## EXERCISE BRIEF
Which lines in the data below contain the word "blade"? Pull each of them out.
----
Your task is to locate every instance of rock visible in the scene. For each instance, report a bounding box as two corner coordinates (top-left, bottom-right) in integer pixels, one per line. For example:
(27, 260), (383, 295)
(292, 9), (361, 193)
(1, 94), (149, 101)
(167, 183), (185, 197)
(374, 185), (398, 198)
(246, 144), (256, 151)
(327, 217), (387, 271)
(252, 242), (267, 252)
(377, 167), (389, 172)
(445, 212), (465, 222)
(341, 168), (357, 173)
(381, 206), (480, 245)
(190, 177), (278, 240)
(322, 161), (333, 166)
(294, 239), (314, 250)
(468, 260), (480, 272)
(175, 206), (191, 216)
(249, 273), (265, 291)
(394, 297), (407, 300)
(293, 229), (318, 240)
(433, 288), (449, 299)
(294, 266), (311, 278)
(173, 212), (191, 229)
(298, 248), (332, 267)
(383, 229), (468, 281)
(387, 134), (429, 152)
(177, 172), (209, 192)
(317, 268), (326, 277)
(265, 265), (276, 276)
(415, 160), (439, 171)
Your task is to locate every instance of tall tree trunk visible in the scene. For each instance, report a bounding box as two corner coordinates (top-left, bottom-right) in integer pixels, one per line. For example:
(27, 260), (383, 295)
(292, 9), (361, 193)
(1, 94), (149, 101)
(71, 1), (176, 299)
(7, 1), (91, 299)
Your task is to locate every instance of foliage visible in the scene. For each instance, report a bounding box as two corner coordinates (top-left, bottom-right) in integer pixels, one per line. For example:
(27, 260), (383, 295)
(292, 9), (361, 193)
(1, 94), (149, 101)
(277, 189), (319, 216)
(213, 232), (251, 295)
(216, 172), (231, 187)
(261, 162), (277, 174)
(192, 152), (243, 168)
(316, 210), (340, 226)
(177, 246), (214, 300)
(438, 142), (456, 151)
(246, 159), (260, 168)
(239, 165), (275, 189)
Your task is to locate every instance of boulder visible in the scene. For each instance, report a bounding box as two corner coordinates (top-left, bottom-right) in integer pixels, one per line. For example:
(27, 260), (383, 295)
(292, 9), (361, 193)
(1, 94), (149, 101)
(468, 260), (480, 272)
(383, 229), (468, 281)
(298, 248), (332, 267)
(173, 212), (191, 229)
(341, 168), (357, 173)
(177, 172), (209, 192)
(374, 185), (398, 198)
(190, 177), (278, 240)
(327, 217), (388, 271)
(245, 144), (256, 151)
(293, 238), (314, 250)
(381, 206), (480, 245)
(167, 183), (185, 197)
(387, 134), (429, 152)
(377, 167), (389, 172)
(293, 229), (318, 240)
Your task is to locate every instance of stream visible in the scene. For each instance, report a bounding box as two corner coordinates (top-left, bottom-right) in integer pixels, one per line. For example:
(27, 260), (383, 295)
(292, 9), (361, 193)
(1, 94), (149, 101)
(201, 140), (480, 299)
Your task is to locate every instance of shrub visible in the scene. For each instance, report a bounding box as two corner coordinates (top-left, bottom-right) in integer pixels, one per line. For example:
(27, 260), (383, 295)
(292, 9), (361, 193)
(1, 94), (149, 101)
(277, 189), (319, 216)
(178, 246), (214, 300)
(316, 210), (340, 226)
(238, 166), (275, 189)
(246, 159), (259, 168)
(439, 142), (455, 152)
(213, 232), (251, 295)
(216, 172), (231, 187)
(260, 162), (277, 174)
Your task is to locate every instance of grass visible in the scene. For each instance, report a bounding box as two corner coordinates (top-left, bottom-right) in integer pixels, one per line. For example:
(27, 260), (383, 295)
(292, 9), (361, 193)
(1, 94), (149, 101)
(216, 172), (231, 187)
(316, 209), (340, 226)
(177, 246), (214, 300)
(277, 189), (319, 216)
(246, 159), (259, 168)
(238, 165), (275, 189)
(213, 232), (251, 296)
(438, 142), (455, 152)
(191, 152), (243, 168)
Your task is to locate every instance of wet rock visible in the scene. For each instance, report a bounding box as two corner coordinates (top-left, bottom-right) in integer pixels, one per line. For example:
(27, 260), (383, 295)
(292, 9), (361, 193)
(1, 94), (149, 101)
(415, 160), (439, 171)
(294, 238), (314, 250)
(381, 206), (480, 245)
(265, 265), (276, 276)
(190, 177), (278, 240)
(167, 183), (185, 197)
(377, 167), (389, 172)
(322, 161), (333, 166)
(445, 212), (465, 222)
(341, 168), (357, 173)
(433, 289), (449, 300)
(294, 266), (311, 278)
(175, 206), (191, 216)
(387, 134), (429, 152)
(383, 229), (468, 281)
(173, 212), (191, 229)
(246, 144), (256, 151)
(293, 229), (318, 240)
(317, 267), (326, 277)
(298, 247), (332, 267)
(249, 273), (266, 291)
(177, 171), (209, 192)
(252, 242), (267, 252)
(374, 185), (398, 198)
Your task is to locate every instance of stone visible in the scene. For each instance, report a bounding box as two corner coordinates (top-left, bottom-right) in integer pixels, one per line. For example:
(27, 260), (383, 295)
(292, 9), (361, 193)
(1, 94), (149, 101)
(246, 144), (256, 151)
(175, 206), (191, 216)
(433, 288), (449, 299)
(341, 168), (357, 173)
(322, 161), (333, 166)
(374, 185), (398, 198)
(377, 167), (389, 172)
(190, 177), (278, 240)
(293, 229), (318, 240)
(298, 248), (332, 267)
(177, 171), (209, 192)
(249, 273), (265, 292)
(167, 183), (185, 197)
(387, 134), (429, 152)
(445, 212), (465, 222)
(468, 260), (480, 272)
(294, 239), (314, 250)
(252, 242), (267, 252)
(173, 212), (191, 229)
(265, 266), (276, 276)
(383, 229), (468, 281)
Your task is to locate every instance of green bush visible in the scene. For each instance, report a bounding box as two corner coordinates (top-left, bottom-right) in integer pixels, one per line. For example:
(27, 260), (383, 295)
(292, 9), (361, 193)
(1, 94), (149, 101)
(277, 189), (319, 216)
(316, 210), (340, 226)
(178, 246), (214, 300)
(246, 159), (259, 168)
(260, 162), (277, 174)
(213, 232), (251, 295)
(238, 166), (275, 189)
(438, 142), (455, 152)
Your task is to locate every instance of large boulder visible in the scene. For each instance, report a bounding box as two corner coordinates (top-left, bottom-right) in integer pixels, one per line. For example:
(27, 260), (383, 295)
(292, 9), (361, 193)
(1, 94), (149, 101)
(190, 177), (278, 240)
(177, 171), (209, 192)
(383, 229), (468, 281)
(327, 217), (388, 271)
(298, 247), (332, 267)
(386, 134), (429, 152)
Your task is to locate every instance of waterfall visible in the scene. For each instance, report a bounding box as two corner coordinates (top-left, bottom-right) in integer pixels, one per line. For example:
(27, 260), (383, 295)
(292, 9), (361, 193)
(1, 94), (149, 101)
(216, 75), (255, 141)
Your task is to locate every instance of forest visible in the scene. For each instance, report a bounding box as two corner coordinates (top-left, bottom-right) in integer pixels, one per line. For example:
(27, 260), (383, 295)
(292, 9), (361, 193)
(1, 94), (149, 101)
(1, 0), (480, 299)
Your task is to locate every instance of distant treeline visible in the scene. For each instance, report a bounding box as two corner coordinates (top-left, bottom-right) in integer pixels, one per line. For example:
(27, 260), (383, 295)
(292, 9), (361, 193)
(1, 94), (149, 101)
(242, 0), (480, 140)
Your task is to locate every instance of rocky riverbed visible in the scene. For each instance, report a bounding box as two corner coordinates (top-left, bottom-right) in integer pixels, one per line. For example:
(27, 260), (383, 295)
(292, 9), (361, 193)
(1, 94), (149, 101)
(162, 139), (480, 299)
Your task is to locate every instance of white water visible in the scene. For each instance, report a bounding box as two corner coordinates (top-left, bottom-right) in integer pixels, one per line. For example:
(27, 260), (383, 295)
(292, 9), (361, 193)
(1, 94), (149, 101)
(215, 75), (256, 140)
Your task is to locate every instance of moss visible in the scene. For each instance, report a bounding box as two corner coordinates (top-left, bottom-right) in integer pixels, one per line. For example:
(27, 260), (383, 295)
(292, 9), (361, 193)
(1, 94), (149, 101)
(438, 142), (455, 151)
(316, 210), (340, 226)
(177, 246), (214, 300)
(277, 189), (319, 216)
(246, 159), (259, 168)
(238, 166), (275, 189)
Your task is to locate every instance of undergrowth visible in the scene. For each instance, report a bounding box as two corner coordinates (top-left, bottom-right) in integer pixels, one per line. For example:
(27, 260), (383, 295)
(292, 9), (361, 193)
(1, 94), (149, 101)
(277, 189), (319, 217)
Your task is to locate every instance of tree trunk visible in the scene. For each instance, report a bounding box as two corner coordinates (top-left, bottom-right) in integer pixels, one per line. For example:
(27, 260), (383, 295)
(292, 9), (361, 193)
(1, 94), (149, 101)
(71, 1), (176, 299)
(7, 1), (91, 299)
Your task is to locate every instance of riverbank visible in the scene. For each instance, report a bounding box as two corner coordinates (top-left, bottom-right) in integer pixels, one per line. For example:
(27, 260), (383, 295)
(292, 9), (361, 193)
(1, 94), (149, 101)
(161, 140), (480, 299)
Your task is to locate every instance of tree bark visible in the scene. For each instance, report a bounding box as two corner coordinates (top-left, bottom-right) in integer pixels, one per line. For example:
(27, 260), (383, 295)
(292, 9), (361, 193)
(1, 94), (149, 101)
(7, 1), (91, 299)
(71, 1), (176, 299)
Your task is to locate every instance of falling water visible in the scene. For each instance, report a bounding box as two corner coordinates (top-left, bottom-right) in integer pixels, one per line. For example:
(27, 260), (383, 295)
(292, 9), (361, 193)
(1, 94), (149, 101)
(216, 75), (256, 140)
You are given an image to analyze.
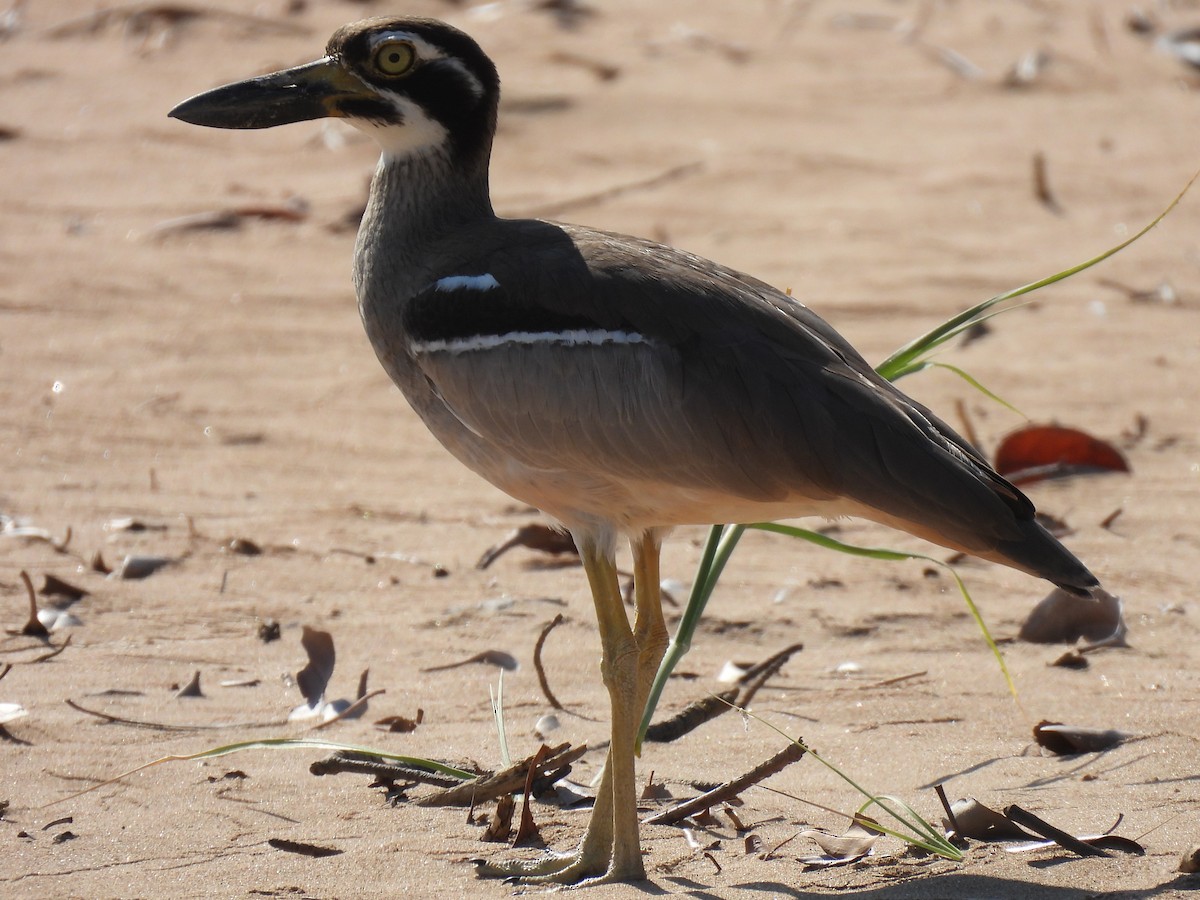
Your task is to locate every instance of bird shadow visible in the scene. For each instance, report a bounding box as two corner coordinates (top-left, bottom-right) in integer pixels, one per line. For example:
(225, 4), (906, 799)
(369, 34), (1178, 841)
(663, 873), (1199, 899)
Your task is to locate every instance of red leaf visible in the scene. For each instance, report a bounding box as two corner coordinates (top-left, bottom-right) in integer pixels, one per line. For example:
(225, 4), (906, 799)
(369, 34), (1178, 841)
(994, 425), (1129, 485)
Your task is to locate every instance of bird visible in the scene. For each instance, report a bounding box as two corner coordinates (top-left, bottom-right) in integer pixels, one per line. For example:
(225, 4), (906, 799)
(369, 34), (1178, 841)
(170, 16), (1099, 886)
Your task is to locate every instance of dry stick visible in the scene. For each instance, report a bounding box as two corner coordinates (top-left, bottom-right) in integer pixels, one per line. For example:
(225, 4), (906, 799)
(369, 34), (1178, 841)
(533, 613), (566, 710)
(1033, 151), (1063, 215)
(65, 698), (286, 731)
(308, 752), (466, 789)
(1004, 804), (1110, 858)
(934, 784), (962, 840)
(643, 741), (807, 825)
(645, 642), (803, 744)
(18, 571), (49, 638)
(417, 742), (588, 808)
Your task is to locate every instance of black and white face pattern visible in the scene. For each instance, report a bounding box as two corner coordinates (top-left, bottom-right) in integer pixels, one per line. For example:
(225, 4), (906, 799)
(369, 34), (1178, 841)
(326, 17), (499, 161)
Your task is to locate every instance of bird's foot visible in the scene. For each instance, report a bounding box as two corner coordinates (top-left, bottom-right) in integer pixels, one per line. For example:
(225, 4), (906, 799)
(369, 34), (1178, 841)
(472, 844), (642, 886)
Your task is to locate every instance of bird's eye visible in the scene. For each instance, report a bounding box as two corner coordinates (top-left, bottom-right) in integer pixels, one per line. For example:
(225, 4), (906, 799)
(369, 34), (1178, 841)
(373, 40), (416, 76)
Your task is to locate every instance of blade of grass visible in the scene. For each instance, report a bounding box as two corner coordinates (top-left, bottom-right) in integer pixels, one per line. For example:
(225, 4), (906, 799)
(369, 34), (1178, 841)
(749, 522), (1015, 700)
(877, 168), (1199, 381)
(490, 671), (511, 768)
(636, 524), (744, 752)
(733, 702), (962, 860)
(45, 736), (476, 807)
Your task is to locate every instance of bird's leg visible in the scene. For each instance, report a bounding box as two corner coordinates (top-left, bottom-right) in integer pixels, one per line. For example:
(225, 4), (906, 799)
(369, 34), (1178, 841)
(475, 534), (644, 884)
(631, 529), (669, 718)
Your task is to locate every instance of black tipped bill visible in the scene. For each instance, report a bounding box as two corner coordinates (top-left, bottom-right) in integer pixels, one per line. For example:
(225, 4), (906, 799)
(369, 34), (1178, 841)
(169, 58), (365, 129)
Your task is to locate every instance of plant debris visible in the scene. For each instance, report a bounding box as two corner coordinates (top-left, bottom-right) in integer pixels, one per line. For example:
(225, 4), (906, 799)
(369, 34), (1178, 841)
(374, 709), (424, 733)
(1018, 587), (1126, 647)
(798, 816), (881, 867)
(994, 424), (1129, 485)
(476, 524), (578, 569)
(1033, 721), (1129, 755)
(267, 837), (343, 858)
(417, 742), (586, 808)
(532, 613), (567, 710)
(645, 642), (802, 743)
(174, 670), (204, 699)
(643, 740), (806, 825)
(420, 649), (518, 673)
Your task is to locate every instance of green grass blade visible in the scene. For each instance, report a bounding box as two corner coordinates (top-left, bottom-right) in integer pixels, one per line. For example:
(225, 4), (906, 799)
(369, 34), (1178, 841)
(749, 522), (1015, 698)
(46, 737), (476, 807)
(736, 705), (962, 860)
(877, 169), (1199, 381)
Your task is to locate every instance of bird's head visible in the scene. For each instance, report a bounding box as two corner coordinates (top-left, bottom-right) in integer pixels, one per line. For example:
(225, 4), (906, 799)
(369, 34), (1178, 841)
(169, 17), (499, 163)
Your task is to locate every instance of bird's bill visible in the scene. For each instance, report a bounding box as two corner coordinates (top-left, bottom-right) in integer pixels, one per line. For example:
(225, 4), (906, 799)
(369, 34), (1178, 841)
(168, 58), (364, 129)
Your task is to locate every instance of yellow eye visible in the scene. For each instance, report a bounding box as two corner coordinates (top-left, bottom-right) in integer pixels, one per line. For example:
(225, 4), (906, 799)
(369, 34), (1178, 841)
(373, 40), (416, 76)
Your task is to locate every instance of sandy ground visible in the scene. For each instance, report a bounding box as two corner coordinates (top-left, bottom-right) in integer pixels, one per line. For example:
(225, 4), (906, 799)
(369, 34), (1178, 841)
(3, 0), (1200, 897)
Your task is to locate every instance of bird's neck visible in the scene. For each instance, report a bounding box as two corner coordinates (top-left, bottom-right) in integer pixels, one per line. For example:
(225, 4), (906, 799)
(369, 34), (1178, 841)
(353, 148), (494, 306)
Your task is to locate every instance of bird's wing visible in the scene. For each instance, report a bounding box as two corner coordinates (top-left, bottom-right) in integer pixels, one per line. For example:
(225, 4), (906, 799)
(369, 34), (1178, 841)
(405, 219), (1031, 549)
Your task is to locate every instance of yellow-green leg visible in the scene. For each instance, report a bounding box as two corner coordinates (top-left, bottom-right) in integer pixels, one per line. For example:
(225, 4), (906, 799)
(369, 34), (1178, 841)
(476, 529), (658, 885)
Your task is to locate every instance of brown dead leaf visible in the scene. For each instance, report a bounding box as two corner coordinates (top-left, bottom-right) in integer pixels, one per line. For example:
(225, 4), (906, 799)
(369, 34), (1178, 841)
(40, 574), (88, 602)
(1018, 587), (1126, 646)
(295, 626), (336, 709)
(375, 709), (424, 733)
(481, 794), (514, 842)
(174, 670), (203, 698)
(1033, 721), (1129, 755)
(995, 424), (1129, 485)
(476, 524), (577, 569)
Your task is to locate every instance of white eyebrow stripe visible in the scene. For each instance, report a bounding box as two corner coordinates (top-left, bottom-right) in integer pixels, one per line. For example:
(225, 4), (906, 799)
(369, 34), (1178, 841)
(413, 329), (651, 355)
(434, 274), (500, 292)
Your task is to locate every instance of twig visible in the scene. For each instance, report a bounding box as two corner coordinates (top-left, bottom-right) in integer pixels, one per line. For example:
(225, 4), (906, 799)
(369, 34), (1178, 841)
(1033, 151), (1063, 215)
(644, 688), (738, 743)
(533, 613), (566, 710)
(65, 698), (286, 731)
(308, 751), (465, 789)
(30, 633), (72, 662)
(935, 783), (961, 839)
(417, 742), (587, 808)
(643, 741), (807, 825)
(17, 570), (49, 638)
(645, 642), (802, 743)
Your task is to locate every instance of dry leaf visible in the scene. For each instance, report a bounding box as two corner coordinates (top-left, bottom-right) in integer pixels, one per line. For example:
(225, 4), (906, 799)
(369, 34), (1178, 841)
(798, 820), (878, 867)
(174, 671), (204, 698)
(946, 798), (1035, 841)
(40, 574), (88, 602)
(1018, 588), (1126, 646)
(476, 524), (577, 569)
(995, 424), (1129, 485)
(375, 708), (424, 733)
(1033, 721), (1129, 755)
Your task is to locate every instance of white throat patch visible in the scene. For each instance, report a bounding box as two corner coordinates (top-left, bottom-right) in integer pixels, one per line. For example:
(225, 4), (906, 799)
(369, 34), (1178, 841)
(351, 94), (448, 159)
----
## ANSWER BOX
Your task is to locate every instance of blade of grass visible in the scene. For each instance, report a bounding box as two corner coordinates (top-left, bottom-right) in integer pixels, one per line. For example:
Your task is to locate every instance of green grass blade visible in the scene. For each instance, report a bounding box as two corner coordinates (top-left, bottom-right) in integer pixels, one per line. For example:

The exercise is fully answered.